WHAT IS EXPECTED | Search the material below for "basket" and copy every line where it occurs.

TASK MATERIAL |
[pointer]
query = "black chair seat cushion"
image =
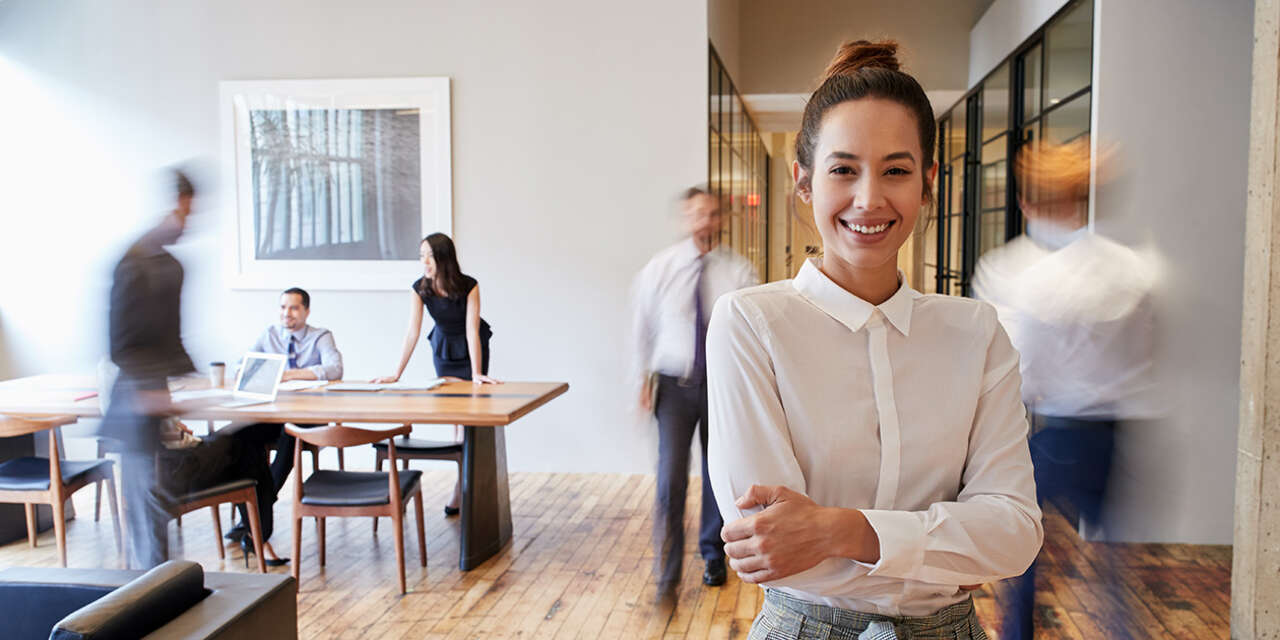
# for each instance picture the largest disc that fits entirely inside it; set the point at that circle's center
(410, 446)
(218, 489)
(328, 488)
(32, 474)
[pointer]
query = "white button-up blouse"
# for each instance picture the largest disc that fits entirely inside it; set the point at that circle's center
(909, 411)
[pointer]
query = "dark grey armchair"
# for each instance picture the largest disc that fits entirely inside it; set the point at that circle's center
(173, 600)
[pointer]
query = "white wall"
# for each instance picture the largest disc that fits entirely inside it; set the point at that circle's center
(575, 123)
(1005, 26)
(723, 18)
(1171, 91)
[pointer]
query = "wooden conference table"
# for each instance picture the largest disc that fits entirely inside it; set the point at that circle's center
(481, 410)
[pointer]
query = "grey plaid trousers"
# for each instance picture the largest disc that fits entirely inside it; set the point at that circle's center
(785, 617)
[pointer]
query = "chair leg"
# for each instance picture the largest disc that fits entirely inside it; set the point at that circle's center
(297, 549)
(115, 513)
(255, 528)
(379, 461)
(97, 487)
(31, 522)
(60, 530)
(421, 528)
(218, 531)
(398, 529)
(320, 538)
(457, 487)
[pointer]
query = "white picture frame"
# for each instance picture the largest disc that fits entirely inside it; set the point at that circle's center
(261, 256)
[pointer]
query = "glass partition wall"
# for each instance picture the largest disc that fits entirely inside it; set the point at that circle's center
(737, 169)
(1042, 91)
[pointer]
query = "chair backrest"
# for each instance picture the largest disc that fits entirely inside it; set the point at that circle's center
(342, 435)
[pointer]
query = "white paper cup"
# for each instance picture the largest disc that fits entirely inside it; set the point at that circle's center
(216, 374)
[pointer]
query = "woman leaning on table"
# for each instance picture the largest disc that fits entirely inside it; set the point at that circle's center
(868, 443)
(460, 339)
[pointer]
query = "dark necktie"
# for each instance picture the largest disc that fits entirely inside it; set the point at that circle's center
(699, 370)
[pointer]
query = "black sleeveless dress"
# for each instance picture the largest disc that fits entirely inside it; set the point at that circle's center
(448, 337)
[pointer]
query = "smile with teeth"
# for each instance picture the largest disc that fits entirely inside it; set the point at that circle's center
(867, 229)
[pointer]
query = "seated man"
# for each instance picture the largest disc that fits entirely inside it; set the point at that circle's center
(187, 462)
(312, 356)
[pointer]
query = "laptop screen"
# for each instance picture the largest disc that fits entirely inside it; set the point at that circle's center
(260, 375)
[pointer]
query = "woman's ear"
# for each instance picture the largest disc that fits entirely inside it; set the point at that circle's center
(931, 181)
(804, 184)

==

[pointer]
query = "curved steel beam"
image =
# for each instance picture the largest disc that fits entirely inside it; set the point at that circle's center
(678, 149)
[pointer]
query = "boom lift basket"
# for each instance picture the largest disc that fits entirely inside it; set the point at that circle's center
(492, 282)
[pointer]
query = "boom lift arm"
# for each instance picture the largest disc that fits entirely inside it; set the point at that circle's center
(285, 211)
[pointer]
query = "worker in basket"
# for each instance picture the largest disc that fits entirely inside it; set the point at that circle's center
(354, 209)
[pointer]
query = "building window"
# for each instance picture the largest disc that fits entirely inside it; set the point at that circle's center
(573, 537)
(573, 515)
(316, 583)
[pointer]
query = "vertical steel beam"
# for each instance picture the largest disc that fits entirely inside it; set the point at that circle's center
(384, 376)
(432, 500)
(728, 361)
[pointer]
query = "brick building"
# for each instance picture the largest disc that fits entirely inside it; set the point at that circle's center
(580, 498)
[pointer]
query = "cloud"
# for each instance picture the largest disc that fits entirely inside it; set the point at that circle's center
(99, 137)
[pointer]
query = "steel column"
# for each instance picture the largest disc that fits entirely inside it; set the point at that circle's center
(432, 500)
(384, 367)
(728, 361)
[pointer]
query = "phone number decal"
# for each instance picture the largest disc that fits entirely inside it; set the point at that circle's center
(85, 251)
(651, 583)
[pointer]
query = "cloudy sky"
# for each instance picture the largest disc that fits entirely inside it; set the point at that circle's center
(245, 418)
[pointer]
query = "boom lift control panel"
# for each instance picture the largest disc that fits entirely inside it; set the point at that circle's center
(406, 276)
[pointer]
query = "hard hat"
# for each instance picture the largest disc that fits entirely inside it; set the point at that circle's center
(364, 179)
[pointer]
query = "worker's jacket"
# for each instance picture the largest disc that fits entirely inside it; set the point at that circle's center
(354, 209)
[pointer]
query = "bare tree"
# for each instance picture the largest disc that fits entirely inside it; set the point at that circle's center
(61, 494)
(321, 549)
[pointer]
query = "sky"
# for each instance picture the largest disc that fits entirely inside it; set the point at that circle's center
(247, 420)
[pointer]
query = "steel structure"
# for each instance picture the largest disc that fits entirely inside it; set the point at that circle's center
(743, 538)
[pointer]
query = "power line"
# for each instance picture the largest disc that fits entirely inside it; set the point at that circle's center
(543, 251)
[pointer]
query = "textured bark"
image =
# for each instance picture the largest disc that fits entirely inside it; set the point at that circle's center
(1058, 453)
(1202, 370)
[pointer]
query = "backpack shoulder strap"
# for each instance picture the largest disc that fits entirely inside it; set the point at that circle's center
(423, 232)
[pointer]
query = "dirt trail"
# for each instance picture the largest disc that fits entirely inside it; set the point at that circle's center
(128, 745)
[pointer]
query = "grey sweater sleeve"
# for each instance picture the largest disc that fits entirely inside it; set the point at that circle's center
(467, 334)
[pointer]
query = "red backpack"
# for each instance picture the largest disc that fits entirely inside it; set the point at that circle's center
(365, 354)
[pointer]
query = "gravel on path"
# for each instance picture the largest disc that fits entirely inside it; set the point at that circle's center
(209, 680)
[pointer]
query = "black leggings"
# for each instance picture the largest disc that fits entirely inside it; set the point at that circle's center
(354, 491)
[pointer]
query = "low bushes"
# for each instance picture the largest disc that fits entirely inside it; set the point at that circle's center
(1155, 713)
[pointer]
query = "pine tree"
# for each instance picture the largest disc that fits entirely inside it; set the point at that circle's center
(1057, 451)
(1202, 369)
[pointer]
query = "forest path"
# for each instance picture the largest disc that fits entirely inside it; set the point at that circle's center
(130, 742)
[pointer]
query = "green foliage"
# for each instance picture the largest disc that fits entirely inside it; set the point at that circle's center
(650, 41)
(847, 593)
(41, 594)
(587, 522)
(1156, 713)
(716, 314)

EXPECTED ANSWER |
query = "boom lift basket"
query = "worker in basket"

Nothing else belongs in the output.